Hi Pulsar community:

I open a pip to discuss "Batch writing ledger for transaction operation"

Proposal Link: https://github.com/apache/pulsar/issues/15370

## Motivation

Before reading the background, I suggest you read section “Transaction
Flow” of [PIP-31: Transactional Streaming](
https://docs.google.com/document/d/145VYp09JKTw9jAT-7yNyFU255FptB2_B2Fye100ZXDI/edit#heading=h.bm5ainqxosrx
)

### <p id="normalFlowVsTransaction"> Normal Flow vs. Transaction Flow </p>
![MG3](
https://user-images.githubusercontent.com/25195800/172985866-25e496a4-ea93-42ec-aa0d-e6a02aa0635e.jpeg
)
In *Figure 1. Normal Flow vs. Transaction Flow*:
- The gray square boxes represent logical components.
- All the blue boxes represent logs. The logs are usually Managed ledger
- Each arrow represents the request flow or message flow. These operations
occur in sequence indicated by the numbers next to each arrow.
- The black arrows indicate those shared by transaction and normal flow.
- The blue arrows represent normal-message-specific flow.
- The orange arrows represent transaction-message-specific flow.
- The sections below are numbered to match the operations showed in the
diagram(differ from [PIP-31: Transactional Streaming](
https://docs.google.com/document/d/145VYp09JKTw9jAT-7yNyFU255FptB2_B2Fye100ZXDI/edit#heading=h.bm5ainqxosrx
))


#### 2.4a Write logs to ledger which Acknowledgement State is PENDING_ACK
[Acknowledgement State Machine](
https://docs.google.com/document/d/145VYp09JKTw9jAT-7yNyFU255FptB2_B2Fye100ZXDI/edit#bookmark=id.4bikq6sjiy8u)
tells about the changes of the Acknowledge State and why we need persistent
“The Log which the Acknowledgement State is PENDING_ACK”.

(Shape annotation entries)
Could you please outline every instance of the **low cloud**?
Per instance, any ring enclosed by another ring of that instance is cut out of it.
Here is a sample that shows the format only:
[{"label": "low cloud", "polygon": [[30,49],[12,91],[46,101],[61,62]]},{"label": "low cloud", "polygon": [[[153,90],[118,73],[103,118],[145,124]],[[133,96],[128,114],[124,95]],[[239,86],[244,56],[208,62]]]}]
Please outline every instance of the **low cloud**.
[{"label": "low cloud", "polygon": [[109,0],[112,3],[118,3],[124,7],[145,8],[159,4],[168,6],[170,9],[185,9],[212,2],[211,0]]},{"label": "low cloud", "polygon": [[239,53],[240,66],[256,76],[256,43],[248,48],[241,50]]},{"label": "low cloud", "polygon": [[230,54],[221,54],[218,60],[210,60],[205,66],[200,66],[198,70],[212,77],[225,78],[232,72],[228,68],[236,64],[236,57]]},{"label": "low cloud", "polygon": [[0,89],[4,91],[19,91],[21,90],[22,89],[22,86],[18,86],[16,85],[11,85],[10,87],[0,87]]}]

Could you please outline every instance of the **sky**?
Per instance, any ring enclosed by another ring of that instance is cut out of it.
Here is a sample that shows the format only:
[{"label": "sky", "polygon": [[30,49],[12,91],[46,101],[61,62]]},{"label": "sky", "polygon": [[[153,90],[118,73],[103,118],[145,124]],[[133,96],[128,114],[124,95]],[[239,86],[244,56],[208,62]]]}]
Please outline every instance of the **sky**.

**What the exercise asks:** Please list each arrow color that the Pulsar proposal names in its key for Figure 1, along with what it represents. The items are separate from the Pulsar proposal.

**Exercise response:**
- Black: flows shared by transaction and normal flow
- Blue: normal-message-specific flow
- Orange: transaction-message-specific flow